§ **Instructions for the task**:
Pick out every line in the records below that contains the string "throughout", matching case exactly.

§ **Recorded information**:
────────

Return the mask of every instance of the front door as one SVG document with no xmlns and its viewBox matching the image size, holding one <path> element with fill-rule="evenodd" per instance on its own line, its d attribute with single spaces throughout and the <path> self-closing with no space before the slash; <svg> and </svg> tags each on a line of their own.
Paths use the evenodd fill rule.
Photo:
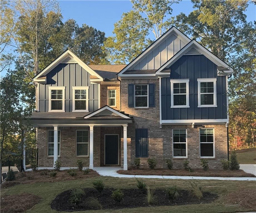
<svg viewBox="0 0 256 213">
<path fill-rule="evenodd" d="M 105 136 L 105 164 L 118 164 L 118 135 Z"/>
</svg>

────────

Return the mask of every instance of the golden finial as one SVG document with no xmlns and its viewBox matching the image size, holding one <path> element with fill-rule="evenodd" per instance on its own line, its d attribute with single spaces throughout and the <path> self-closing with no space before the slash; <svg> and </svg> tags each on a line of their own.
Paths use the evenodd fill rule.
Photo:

────────

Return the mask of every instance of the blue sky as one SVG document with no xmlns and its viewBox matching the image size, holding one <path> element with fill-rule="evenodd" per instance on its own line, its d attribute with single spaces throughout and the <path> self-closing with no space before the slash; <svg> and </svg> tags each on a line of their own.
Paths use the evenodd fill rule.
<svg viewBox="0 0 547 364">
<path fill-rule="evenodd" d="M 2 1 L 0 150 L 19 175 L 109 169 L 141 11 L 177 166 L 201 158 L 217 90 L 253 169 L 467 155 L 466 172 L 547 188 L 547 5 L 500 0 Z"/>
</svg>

────────

§ **Output below**:
Return the mask of every instance of the front door as one SVG document with no xmlns and its viewBox matching the image size, holding one <path> element with fill-rule="evenodd" per instance on its own line, its d attribute with single spaces throughout and the <path> self-closing with no space before the slash; <svg> and </svg> tags each on a line of their own.
Return the mask of every instance of the golden finial as one SVG document with no xmlns and its viewBox matching the image size, holding one <path> element with fill-rule="evenodd" per instance on its own line, its d attribute with single spaces throughout and the <path> self-closing with no space before the slash; <svg> and </svg> tags each on a line of their own.
Return the mask of every instance of the blue sky as one SVG document with no xmlns and its viewBox matching the image size, holding one <path> element with fill-rule="evenodd" per instance on its own line, its d attribute with single spaces throughout and the <path> self-closing with no space before the slash; <svg> and </svg> tags each on a line of their own.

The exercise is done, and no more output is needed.